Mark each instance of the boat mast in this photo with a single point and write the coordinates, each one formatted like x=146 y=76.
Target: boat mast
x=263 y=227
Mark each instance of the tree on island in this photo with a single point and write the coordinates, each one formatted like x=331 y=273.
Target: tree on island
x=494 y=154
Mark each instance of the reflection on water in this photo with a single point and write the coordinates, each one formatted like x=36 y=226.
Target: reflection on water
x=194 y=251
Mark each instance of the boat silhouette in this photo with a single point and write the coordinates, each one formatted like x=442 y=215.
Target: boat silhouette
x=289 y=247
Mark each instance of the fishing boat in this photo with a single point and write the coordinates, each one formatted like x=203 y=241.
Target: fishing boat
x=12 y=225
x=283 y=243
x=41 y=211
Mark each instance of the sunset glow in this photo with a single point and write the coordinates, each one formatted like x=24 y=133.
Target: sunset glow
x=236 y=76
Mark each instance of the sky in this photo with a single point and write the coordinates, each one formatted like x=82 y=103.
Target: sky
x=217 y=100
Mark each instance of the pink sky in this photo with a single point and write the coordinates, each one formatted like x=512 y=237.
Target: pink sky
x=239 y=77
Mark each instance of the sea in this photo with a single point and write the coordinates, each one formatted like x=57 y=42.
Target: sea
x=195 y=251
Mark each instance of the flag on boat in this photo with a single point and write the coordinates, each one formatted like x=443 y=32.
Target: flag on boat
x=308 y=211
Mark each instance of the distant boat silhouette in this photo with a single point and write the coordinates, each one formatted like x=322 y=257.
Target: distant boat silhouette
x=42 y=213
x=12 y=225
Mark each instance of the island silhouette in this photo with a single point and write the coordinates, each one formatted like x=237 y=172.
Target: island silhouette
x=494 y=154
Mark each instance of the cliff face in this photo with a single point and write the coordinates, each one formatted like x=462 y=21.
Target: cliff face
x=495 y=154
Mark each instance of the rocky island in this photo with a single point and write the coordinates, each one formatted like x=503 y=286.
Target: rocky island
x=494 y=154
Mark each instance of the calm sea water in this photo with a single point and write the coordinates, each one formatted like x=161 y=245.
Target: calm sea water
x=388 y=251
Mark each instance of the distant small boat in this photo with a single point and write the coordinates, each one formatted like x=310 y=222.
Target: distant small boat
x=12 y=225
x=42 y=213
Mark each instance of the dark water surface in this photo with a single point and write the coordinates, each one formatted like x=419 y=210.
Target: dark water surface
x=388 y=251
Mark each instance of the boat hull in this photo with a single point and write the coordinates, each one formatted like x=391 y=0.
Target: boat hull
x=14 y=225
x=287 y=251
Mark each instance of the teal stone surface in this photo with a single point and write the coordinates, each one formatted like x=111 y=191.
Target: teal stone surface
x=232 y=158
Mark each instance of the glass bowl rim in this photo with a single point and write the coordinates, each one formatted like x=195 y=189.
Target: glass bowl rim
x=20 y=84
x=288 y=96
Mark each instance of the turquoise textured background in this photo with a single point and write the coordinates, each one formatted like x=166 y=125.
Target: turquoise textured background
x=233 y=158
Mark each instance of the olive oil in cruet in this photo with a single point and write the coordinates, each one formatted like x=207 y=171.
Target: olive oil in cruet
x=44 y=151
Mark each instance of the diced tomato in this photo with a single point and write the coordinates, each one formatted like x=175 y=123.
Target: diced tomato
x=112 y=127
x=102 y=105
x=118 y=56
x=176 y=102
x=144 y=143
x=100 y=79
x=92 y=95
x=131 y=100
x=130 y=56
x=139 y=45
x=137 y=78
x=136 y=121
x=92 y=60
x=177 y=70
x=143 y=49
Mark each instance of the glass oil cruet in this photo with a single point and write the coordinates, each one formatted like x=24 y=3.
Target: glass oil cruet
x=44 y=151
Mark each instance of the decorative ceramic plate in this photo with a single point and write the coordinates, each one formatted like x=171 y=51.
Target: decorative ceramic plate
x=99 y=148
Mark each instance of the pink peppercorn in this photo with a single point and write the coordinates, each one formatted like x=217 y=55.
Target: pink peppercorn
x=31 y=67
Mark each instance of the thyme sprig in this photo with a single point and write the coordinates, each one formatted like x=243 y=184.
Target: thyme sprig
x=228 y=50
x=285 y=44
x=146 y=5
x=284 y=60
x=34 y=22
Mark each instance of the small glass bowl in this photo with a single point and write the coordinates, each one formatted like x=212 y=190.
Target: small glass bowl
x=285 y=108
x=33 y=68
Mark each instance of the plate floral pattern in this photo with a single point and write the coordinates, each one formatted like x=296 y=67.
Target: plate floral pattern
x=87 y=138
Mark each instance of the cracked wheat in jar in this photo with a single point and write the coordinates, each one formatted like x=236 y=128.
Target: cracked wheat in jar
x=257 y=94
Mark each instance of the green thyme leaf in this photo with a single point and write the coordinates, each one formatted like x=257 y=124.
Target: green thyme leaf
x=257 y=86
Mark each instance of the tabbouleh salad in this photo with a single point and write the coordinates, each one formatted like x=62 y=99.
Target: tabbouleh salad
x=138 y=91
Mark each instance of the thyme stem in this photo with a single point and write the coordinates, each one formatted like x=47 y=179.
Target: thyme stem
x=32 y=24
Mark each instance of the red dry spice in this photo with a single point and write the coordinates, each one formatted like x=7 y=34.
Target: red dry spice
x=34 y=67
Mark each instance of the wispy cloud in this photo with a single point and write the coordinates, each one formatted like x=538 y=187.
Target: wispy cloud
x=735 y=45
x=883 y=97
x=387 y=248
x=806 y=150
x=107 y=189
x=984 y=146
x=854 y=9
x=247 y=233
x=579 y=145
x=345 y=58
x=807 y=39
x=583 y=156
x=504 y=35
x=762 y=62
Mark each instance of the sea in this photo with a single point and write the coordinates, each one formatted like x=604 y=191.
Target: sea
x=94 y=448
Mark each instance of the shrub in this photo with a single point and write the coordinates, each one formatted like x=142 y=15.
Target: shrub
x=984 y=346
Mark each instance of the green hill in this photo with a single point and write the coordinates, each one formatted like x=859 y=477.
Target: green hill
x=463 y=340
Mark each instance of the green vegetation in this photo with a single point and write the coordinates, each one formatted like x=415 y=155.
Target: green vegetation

# Task details
Each line holding the word "vegetation" must be pulled from the records.

# Output for this task
Mark each instance of the green vegetation in this photo with a single point and write the coordinates, each one formatted like x=415 y=155.
Target: green vegetation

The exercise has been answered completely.